> **WRITTEN EXERCISE A**: Can you find every line in the records that contains the word "railing", treating case as significant, and copy each one?

The satelite version of the local is in synch, as is the analog OTA.


----------



## Mike D-CO5 (Mar 12, 2003)

jakexxl said:


> From the 942 I go directly to my TV (Vizio P50HDM) using a HDMI-DVI-HDMI (the TV has 2 HDMI inputs). I've also tried both component inputs on the TV as I mentioned in the original post. No matter what, still the major audio sync.
> 
> Your post got me to wondering (keep in mind, I don't know much about this stuff) ... if I have HDMI connected directly from the 942 to the TV, and at the same time I connect RCA jacks for audio directly from the 942 to the TV ... will the audio then be transmitted only by the RCA jacks? In other words will the RCA audio jacks override sound from the HDMI cable???
> 
> (By the way ... I tried the power cycling stuff a few times that someone mentioned in an earlier post -- unfortunately didn't help)


 Maybe the Rca jacks do override the hdmi sound if you use them. Try it and see if it works. After all the sound you are getting from the hdmi cable is not giving you 5.1 dolby digital surround sound from the 942. It is only giving you like pcm sound. So it wouldn't really matter if you use rca jacks.

By the way I use the hdmi cable from my second 942 receiver on my second Toshiba set top tv and I still use the rca jacks with that tv and I get no audio synch problems with that tv either . That may be the common problem we are all having. The hdmi cable is not in synch with the rca and the digital t - link cable to the a/v receiver.

I guess it won't matter in another couple of months. We will all be upgrading to the vip 622 hd dvr receiver anyway, if we want anymore hd programming in mpeg4.


----------



## jakexxl (Nov 29, 2005)

Mike D-CO5 said:


> Maybe the Rca jacks do override the hdmi sound if you use them. Try it and see if it works. After all the sound you are getting from the hdmi cable is not giving you 5.1 dolby digital surround sound from the 942. It is only giving you like pcm sound. So it wouldn't really matter if you use rca jacks.


I'll try it (unfortunately I'm out of town visiting family so can't do much about it now). However I kind of suspect it won't help b/c I had the sound output via RCA jacks when I had component set up, and that didn't help.

Thanks to those who have been trying to help though ... hopefully I'll figure something out. Sounds like I may just have a "bad" one (or at least worse than the norm).


----------



## sledz (Jan 5, 2006)

> **WRITTEN EXERCISE B**: Could you extract everything in the audio sync forum thread from "By the way I" down to "the a/v receiver."?

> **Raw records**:
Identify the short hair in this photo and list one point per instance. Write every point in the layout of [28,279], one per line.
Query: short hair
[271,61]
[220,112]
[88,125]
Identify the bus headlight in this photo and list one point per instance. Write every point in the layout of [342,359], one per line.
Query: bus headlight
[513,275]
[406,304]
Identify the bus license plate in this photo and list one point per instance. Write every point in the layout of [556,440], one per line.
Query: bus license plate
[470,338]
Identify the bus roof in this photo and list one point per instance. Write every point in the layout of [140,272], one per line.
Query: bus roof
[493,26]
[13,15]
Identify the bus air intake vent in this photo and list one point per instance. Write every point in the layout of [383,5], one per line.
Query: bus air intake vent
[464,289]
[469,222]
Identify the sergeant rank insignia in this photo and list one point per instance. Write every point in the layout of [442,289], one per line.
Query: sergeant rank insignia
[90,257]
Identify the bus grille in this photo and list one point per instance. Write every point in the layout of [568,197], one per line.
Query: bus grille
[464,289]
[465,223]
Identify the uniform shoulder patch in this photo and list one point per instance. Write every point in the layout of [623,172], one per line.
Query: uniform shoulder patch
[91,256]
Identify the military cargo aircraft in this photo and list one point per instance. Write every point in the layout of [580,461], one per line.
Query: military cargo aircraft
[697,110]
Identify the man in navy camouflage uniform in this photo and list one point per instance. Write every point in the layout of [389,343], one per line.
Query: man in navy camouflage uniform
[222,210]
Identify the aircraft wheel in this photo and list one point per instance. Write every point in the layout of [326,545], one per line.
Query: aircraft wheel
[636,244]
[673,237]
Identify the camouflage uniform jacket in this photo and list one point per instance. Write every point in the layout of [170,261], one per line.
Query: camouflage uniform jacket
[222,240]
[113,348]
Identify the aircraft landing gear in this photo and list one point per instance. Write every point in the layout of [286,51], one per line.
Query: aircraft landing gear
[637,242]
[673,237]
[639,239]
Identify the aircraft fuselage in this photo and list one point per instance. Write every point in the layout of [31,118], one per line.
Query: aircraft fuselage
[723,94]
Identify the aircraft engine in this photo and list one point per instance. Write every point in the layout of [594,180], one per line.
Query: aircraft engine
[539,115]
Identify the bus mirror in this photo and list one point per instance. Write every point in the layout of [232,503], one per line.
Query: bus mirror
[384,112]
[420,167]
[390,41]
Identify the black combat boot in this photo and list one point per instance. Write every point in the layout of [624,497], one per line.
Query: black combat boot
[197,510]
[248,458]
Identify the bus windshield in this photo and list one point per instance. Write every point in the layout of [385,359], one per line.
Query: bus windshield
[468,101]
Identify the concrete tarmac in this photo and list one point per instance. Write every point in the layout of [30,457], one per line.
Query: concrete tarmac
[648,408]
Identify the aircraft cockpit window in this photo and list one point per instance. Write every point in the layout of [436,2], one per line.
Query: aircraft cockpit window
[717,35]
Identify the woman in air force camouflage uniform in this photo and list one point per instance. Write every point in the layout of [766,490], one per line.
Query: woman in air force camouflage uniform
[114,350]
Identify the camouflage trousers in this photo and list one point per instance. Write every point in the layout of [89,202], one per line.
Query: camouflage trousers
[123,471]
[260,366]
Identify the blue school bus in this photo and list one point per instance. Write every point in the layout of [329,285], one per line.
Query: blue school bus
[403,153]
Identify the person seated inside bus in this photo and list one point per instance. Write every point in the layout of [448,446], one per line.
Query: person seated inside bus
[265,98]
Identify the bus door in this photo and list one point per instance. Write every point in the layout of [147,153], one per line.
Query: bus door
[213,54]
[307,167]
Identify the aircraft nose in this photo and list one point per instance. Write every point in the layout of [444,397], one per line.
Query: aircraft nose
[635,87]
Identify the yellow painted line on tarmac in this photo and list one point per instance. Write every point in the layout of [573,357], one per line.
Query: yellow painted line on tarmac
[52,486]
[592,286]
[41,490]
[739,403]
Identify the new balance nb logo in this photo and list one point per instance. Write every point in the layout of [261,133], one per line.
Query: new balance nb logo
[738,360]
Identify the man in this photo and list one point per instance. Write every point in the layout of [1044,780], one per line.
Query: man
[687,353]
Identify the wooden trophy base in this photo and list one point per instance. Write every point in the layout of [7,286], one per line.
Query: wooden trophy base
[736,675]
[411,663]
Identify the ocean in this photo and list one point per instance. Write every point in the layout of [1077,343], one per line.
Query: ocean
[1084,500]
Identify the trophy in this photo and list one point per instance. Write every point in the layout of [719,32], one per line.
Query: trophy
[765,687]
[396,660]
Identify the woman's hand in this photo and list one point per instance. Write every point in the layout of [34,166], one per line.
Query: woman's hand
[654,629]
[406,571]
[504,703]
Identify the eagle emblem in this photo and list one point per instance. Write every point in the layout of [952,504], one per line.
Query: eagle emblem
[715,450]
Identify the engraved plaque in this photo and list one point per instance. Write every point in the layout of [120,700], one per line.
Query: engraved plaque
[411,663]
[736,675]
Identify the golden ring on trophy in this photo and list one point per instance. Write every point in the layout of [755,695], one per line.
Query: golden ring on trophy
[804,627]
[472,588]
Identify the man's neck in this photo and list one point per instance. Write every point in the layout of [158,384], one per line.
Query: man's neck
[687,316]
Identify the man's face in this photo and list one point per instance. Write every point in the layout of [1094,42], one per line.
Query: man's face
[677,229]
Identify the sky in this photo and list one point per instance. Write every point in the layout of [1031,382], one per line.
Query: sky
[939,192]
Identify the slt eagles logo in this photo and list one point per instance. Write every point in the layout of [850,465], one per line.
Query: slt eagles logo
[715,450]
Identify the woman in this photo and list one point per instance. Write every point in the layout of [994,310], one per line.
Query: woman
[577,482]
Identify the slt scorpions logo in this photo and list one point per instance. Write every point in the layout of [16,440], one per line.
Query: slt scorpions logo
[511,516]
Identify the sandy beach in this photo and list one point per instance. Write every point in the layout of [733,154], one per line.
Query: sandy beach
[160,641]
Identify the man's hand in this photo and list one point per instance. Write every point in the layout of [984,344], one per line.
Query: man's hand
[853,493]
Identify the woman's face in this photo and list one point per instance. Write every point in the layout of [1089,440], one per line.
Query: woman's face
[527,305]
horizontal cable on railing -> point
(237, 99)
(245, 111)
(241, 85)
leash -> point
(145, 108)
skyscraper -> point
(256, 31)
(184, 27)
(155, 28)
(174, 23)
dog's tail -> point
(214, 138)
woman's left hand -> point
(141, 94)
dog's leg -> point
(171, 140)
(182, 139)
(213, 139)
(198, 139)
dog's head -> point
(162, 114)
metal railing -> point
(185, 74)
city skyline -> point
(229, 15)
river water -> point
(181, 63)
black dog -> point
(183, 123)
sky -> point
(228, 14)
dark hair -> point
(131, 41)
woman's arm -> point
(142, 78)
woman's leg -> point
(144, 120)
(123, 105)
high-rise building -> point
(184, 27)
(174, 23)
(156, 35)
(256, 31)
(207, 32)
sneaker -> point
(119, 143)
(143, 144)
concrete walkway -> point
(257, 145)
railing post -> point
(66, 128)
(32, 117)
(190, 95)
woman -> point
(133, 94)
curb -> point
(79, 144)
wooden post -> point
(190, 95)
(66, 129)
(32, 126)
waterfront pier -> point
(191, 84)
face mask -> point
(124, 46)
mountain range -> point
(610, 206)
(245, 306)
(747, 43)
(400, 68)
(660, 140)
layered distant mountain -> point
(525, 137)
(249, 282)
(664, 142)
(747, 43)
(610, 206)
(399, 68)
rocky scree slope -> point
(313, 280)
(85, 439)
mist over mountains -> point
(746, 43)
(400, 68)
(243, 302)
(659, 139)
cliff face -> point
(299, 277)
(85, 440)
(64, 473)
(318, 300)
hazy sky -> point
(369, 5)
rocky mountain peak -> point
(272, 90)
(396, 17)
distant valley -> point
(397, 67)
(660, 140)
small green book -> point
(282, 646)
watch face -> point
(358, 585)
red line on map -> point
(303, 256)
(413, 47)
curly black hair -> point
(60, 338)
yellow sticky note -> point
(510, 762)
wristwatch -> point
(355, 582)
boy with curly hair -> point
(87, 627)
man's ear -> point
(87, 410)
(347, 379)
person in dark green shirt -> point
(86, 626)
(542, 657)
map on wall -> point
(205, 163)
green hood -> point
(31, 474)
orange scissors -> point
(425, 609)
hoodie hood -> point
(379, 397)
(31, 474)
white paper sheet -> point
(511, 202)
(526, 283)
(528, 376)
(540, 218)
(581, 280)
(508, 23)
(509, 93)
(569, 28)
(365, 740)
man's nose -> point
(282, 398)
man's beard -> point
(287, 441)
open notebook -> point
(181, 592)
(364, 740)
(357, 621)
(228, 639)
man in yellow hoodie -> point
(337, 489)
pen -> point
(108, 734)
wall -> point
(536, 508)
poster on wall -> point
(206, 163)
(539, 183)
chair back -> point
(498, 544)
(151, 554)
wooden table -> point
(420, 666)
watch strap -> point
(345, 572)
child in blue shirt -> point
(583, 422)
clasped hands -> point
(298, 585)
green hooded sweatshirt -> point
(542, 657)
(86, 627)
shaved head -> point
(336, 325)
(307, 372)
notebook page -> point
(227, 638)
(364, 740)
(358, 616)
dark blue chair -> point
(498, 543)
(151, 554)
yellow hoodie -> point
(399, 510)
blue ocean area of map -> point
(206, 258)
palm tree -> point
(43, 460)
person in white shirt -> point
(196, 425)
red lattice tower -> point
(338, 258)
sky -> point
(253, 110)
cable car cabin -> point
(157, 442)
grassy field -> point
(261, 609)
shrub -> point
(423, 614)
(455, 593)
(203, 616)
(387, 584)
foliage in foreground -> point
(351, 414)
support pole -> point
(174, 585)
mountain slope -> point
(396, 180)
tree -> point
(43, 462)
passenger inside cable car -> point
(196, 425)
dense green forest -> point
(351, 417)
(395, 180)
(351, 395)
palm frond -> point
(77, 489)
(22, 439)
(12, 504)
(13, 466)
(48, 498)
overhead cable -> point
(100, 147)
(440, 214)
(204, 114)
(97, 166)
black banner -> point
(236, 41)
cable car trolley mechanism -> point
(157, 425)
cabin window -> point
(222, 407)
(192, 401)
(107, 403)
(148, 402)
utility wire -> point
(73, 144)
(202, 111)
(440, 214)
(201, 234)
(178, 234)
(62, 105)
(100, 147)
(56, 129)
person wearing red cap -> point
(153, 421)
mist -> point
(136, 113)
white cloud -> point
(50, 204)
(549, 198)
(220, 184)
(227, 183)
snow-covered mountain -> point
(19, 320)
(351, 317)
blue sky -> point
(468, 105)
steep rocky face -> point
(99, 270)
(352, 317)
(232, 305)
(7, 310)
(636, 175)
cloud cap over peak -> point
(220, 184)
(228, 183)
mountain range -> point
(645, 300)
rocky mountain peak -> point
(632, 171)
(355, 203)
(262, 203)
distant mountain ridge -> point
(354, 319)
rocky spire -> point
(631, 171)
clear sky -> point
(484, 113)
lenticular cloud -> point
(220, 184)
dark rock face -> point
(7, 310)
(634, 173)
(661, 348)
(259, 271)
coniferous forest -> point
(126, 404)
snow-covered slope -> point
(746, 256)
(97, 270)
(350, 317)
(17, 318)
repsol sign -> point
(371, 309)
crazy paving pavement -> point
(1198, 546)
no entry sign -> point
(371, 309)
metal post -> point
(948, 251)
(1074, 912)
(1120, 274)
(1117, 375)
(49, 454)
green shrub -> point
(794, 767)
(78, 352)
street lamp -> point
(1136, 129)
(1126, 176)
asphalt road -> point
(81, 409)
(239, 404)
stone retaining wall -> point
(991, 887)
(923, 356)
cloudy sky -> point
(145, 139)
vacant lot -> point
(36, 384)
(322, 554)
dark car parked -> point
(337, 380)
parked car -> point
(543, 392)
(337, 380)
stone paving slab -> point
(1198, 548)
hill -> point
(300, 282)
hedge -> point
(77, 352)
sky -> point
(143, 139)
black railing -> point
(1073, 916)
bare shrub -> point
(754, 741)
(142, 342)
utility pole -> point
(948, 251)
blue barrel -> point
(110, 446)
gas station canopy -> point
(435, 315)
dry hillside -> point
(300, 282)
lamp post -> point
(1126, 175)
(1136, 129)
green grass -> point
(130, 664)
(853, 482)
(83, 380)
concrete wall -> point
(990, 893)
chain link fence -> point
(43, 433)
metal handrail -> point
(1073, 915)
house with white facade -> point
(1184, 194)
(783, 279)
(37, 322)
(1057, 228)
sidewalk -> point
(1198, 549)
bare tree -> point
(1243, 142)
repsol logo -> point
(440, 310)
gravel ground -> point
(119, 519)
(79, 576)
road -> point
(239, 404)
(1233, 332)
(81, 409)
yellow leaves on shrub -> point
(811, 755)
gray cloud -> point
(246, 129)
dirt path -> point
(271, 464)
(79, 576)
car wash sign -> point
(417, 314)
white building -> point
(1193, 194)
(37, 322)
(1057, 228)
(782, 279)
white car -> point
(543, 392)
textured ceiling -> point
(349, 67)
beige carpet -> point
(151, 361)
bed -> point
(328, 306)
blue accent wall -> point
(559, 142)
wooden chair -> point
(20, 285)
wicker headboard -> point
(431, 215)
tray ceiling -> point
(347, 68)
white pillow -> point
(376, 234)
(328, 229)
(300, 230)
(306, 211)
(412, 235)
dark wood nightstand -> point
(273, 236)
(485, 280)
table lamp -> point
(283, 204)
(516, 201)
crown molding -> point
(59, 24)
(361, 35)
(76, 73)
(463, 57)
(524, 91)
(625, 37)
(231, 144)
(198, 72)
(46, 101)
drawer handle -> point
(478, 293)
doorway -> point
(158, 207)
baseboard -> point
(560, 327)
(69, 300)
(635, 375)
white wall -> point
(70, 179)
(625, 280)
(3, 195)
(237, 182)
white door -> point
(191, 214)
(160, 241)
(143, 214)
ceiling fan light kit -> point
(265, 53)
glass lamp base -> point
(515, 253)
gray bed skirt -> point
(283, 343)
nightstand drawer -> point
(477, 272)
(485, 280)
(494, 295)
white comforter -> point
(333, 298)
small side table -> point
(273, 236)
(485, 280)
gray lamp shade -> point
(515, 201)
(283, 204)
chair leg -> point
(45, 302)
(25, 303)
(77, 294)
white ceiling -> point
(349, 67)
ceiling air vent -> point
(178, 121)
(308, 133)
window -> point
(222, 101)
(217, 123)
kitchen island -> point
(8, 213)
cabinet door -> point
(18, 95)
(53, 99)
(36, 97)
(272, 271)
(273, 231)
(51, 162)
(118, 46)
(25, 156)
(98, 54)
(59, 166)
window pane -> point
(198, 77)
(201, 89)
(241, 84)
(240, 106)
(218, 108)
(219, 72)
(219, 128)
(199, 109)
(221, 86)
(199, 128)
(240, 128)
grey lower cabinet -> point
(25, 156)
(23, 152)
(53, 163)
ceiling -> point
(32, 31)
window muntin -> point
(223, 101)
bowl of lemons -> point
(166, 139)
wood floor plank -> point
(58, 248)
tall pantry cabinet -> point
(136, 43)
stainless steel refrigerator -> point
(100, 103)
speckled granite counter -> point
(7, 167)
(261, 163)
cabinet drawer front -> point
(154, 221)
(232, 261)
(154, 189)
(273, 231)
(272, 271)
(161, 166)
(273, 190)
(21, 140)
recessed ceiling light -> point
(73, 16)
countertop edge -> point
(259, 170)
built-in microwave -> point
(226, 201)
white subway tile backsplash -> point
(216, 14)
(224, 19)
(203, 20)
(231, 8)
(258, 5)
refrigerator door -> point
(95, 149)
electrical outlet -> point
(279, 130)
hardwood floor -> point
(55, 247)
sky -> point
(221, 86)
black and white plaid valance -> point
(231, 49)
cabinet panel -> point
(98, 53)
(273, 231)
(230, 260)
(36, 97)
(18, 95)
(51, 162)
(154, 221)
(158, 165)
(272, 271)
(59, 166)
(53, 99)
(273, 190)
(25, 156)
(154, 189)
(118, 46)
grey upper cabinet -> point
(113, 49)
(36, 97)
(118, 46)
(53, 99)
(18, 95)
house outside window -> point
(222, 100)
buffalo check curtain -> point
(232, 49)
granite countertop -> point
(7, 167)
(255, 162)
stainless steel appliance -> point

> **WRITTEN ANSWER A**:
horizontal cable on railing -> point
metal railing -> point
railing post -> point
black railing -> point

> **WRITTEN ANSWER B**:
By the way I use the hdmi cable from my second 942 receiver on my second Toshiba set top tv and I still use the rca jacks with that tv and I get no audio synch problems with that tv either . That may be the common problem we are all having. The hdmi cable is not in synch with the rca and the digital t - link cable to the a/v receiver.